1219. Le Statut du Tribunal international envisage la responsabilité pénale et la culpabilité à raison tant du fait de l'exercice de l'autorité hiérarchique que d'une participation directe au crime. Les dispositions des articles 24 du Statut et 101 du Règlement concernant la peine n’opèrent pas pareille distinction. Cela tient probablement au fait que le concept de responsabilité du supérieur hiérarchique repose sur une vérité évidente, exprimée par la maxime qui facit per alium facit per se, et que les infractions sont commises par des hommes, et non par des entités abstraites. La Chambre de première instance a déjà fait remarquer que la question de la peine ne se pose qu'une fois que la culpabilité a été établie. En conséquence, comme le fait valoir l’Accusation en l’espèce, "il ne peut y avoir de règle absolue concernant la manière dont la place de l’accusé dans la hiérarchie peut affecter sa peine"1031. On admet généralement que "la peine infligée, comme la question de la culpabilité elle-même, dépendra des circonstances de l’espèce"1032.

1220. Le jugement porté sur la culpabilité d’un accusé en tant que supérieur hiérarchique dépendra de la connaissance qu'il avait des crimes commis et de son éventuel manquement à l’obligation de prévenir les infractions ou d’en punir les auteurs. Le comportement de l’accusé dans l’exercice de son pouvoir hiérarchique peut être perçu comme une circonstance aggravante ou atténuante. Il ne fait aucun doute que les abus de pouvoir ou de confiance seront considérés comme des circonstances aggravantes. Lorsque la situation personnelle du supérieur et l’exercice du pouvoir ne semblent pas lui avoir permis d’avoir effectivement connaissance des crimes mais qu'il a été reconnu coupable du fait de la connaissance virtuelle qu'il pouvait en avoir, il peut bénéficier de circonstances atténuantes.

1221. Comme nous l’avons fait remarquer, une personne peut, en vertu de l’article 7 1) du Statut, être poursuivie à titre personnel pour un crime dont elle est l’un des auteurs, mais elle peut l'être aussi en tant que supérieur hiérarchique aux termes de l'article 7 3). La Défense de Hazim Delic a fait valoir qu’il serait malvenu d'appliquer une double peine à un accusé reconnu coupable à ce double titre. Elle est d’avis que ces deux chefs d'accusation s'excluent mutuellement dans la mesure où une accusation portée en vertu de l’article 7 1) se fonde sur des actes prétendument commis, alors qu’une accusation en vertu de l’article 7 3) se fonde sur une omission et sur le manquement à l’obligation de prévenir un crime de guerre et/ou d’en punir les auteurs.

1222. Bien qu’en théorie cette thèse paraisse inattaquable, il existe dans la pratique des situations dans lesquelles une personne peut être accusée et reconnue coupable en vertu à la fois des articles 7 1) et 7 3) du Statut. Par exemple, lorsqu’un commandant ou une personne investie d'un pouvoir hiérarchique donne personnellement l’ordre à ses subordonnés de battre une personne à mort et qu'il leur apporte son concours, il engage sa responsabilité pénale en tant que coauteur aux termes de l'article 7 1) et en tant que supérieur hiérarchique aux termes de l’article 7 3). Les responsabilités ne sont pas exclusives l'une de l'autre puisque l'exercice du pouvoir hiérarchique n'est pas en ce cas le simple résultat d'une omission ou d'un manquement à l’obligation d’empêcher le crime d’être commis. Il y a eu un acte positif : la connaissance du crime et la part qui y a été prise.

● ● ●

### Liste des tâches
- 1) Recopiez, s'il vous plaît, tout ce qui figure dans le passage depuis « 1220. Le jugement » jusqu'à « de circonstances atténuantes. », sans rien modifier.
- 2) Répondez à ces questions d'après le passage :
(a) Quelle maxime exprime la vérité évidente sur laquelle repose le concept de responsabilité du supérieur hiérarchique ?
(b) Comment les abus de pouvoir ou de confiance seront-ils considérés ?
(c) Quelle défense a soutenu qu'il serait malvenu d'appliquer une double peine à un accusé reconnu coupable à ce double titre ?
Les lignes qui viennent ensuite forment un ensemble distinct du passage.

### Entrées extraites
● ● ●

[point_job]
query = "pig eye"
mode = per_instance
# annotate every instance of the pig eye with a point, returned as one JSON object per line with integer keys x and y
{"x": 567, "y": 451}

● ● ●

### Les réponses
- 1)
1220. Le jugement porté sur la culpabilité d’un accusé en tant que supérieur hiérarchique dépendra de la connaissance qu'il avait des crimes commis et de son éventuel manquement à l’obligation de prévenir les infractions ou d’en punir les auteurs. Le comportement de l’accusé dans l’exercice de son pouvoir hiérarchique peut être perçu comme une circonstance aggravante ou atténuante. Il ne fait aucun doute que les abus de pouvoir ou de confiance seront considérés comme des circonstances aggravantes. Lorsque la situation personnelle du supérieur et l’exercice du pouvoir ne semblent pas lui avoir permis d’avoir effectivement connaissance des crimes mais qu'il a été reconnu coupable du fait de la connaissance virtuelle qu'il pouvait en avoir, il peut bénéficier de circonstances atténuantes.

- 2)
(a) Qui facit per alium facit per se.
(b) Comme des circonstances aggravantes.
(c) La Défense de Hazim Delic.